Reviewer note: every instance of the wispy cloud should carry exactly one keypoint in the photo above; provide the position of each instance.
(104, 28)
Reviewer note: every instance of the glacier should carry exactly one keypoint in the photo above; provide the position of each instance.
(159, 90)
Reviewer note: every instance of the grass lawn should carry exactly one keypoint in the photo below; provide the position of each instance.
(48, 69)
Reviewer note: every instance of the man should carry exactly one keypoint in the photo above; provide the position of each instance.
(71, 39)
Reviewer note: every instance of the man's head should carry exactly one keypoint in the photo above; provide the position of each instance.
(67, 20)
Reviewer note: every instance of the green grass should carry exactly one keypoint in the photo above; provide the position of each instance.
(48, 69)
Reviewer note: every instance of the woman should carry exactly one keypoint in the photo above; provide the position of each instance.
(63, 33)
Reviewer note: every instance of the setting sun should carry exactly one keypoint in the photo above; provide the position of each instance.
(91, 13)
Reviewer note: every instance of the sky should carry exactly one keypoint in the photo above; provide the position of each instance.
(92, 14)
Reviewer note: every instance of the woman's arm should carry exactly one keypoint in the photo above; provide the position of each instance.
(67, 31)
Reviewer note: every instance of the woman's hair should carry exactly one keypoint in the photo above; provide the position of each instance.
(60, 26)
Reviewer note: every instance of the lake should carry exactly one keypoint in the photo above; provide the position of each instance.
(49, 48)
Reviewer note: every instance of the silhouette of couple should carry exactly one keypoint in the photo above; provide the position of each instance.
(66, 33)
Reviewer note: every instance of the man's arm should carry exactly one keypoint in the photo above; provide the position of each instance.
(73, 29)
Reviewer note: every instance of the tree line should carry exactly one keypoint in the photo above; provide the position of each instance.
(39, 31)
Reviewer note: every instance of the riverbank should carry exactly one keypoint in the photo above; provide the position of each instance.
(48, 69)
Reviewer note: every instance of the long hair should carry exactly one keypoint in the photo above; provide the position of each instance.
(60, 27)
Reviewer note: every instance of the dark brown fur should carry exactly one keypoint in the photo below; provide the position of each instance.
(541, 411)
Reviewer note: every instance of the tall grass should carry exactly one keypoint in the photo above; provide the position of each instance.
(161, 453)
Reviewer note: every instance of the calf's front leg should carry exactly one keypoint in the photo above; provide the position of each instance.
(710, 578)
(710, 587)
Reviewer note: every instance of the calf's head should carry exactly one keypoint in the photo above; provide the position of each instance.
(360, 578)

————

**What to do:** Please transcribe only the portion of the material that starts at the line containing "Reviewer note: every instance of the sky" and runs through its last line, inclusive, exactly as given.

**Solution for this task:**
Reviewer note: every instance of the sky should carry exactly one keypoint in the photo above; provide the position of each instance.
(92, 14)
Reviewer note: every instance of the woman's arm should carry exactly one keypoint in the photo above; provide the position of each instance.
(67, 31)
Reviewer note: every instance of the woman's hair should carry exactly one keypoint in the photo above; provide the position of each instance.
(60, 26)
Reviewer note: every instance of the lake should carry exactly one keypoint in the photo above; provide the position of each instance.
(49, 48)
Reviewer note: every instance of the silhouette of couple should carry exactly one keypoint in the photo above; provide the position of each instance.
(66, 33)
Reviewer note: every instance of the man's arm should carry exactly one keypoint in the photo above; provide the position of each instance.
(73, 29)
Reviewer note: every instance of the tree line should carry exactly one keypoint in the photo above; provide the position of each instance.
(39, 31)
Reviewer note: every instance of the riverbank should carry exactly one keypoint in the photo above; provide the position of each instance.
(48, 69)
Reviewer note: every instance of the long hair should carry exactly one keypoint in the photo above; provide the position of each instance.
(60, 27)
Reviewer note: every instance of the dark brown fur should carry exactly one keypoint in the photo below; provide the position of each instance.
(541, 411)
Reviewer note: every instance of the tall grass should carry exactly one keypoint in the photo above; provide the position of each instance.
(161, 453)
Reviewer note: every instance of the calf's front leg should carry exactly one keypoint in the photo above; provide the position of each instance.
(710, 578)
(710, 587)
Reviewer note: every instance of the calf's head should carry exactly one keypoint in the photo above; provide the position of each instance.
(360, 578)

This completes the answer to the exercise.